##### PASSAGE PROVIDED #####

Minister of Agriculture
- In office 17 March 1993 – 14 March 1998
- President: Suharto
- Preceded by: Wardojo
- Succeeded by: Justika Baharsjah

Junior Minister of Agriculture
- In office 23 March 1988 – 17 March 1993
- President: Suharto
- Preceded by: Sjech Marhaban
- Succeeded by: Bayu Krisnamurthi

Personal details
- Born: 16 May 1932 Cirebon, West Java, Dutch East Indies
- Died: 15 January 2021 (aged 88) Jakarta, Indonesia
- Political party: Golkar
- Spouse: Justika Baharsjah ​(m. 1962)​

= Sjarifuddin Baharsjah =

Indonesian agricultural figure and academic (1931–2021)

Sjarifuddin Baharsjah (16 May 1932 – 15 January 2021) was an Indonesian agricultural figure and academic from the Bogor Agricultural Institute (IPB). He served as Minister of Agriculture of Indonesia and Independent Chairman of the Food and Agriculture Organization (FAO) Council.

== Early life and education ==
Sjarifuddin Baharsjah was born on 16 May 1932 in Cirebon, West Java, to Sutan Pangeran Baharsyah and Siti Fatimatul Zahra. His father, Sutan Pangeran Baharsyah, was a descendant of Sultan Tangkal Alam Bagagar, the last king of the Pagaruyung Kingdom. The second of four children in a Muslim family, he had a sister named Leila Chairani Budiman and two brothers. According to his sister, Sjarifuddin was forced to learn female dances during his childhood because his mother said that "he was really pretty".

Sjarifuddin graduated from high school in 1952. He then continued his studies at the Agricultural Economics Faculty of the University of Indonesia and graduated in 1960 with an engineer degree (Ir.). He studied at the University of Kentucky and graduated with a Master of Science degree in 1965. He then pursued a PhD in the North Carolina State University, which he obtained in 1973.

== Career ==
=== Academic career ===
After his graduation from the University of Indonesia, Sjarifuddin taught at the IPB University. Sjarifuddin was promoted to professor in 1984.

##### DATA EXCERPTS #####

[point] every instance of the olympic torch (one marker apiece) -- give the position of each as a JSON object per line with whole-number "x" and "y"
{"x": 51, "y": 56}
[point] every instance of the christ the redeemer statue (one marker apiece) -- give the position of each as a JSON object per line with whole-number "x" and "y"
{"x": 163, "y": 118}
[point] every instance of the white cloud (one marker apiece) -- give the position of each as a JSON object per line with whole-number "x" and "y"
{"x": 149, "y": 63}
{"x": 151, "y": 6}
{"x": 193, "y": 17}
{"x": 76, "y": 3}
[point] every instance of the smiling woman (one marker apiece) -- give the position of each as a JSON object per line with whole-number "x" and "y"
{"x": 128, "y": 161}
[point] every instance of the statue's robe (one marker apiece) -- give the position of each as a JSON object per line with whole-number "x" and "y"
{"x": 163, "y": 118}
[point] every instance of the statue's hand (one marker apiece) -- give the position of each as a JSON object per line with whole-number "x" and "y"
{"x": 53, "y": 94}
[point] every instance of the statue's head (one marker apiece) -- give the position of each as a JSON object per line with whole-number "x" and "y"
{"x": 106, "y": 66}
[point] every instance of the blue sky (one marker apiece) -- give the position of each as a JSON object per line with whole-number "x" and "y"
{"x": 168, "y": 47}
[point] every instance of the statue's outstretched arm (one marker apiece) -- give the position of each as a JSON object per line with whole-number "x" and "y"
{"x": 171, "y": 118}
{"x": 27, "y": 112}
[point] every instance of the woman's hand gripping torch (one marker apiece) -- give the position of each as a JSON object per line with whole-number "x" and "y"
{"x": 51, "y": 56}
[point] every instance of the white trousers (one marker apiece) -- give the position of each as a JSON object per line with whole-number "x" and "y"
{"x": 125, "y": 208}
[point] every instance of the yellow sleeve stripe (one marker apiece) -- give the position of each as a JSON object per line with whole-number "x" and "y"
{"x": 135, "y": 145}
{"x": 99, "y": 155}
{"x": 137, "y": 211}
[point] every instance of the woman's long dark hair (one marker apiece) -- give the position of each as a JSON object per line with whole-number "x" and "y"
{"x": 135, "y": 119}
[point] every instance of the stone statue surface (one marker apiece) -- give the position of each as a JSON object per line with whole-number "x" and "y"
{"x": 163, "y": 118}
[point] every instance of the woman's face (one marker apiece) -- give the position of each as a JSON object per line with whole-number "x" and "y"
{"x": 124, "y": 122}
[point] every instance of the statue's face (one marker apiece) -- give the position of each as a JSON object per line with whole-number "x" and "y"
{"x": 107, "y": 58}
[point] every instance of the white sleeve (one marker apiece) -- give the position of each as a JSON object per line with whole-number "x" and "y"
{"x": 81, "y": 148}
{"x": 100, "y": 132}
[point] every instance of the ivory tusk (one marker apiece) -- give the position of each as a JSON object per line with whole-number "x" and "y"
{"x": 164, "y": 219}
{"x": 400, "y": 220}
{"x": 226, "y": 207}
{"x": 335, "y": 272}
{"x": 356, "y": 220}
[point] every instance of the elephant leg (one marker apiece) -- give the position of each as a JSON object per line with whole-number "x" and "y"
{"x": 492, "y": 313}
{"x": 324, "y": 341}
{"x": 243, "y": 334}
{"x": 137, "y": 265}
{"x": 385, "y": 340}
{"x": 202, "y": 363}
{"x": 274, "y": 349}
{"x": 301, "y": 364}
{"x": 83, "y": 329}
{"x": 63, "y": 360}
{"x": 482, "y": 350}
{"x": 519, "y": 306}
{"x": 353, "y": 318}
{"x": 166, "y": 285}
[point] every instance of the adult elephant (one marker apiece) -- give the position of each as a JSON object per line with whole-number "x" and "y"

#####

* USING THE INFORMATION:
- a) Using the Sjarifuddin Baharsjah biography, answer the following:
(i) Who held the post of Minister of Agriculture immediately before him?
(ii) At which university did he earn his Master of Science degree, and in what year?
(iii) In what year was he promoted to professor?
- b) Write the next part of the Sjarifuddin Baharsjah biography, picking up after its final sentence.
This data has no connection to the Sjarifuddin Baharsjah biography.

* ANSWERS FOR THIS EXERCISE:
- a)
(i) Wardojo
(ii) The University of Kentucky, in 1965
(iii) 1984

- b)
=== Political career ===
Sjarifuddin began his career in the Department of Agriculture as the Head of the Research and Development Bureau for Agricultural Economics in 1977. He held the office for six years until he became the Secretary General of the department from 1983 until 1988. On 23 March 1988, President Suharto appointed him as the Junior Minister of Agriculture in the Fifth Development Cabinet. He was re-appointed in the Sixth Development Cabinet on 17 March 1993 as the Minister of Agriculture. Sjarifuddin ended his term after the formation of the Seventh Development Cabinet on 14 March 1998 and he was replaced by his wife, Justika Baharsjah.

Sjarifuddin was also appointed as a member of the People's Consultative Assembly representing Golkar from the North Sumatra province. He was inaugurated on 1 October 1997 for a five-year term, but ended it on 1 October 1999 due to political reformation.

Sjarifuddin became the Independent Chairman of the Food and Agriculture Organization (FAO) Council for the periods of 1997–1999 and 1999–2001.

== Personal life ==
Sjarifuddin was married to Justika in 1962. The couple had two children, Gita Indah Sari and Antin.

== Death ==
Sjarifuddin died at 00:12 WIB on 15 January 2021 in Pondok Indah Hospital, Jakarta.

== Bibliography ==
- Tim Penerbit (1996). "Profil Tokoh, Aktivis dan Pemuka Masyarakat Minang"
- The Editors (1993). "The Sixth Development Cabinet Announced March 17, 1993"
- Malley, Michael (1998). "The 7th Development Cabinet: Loyal to a Fault?"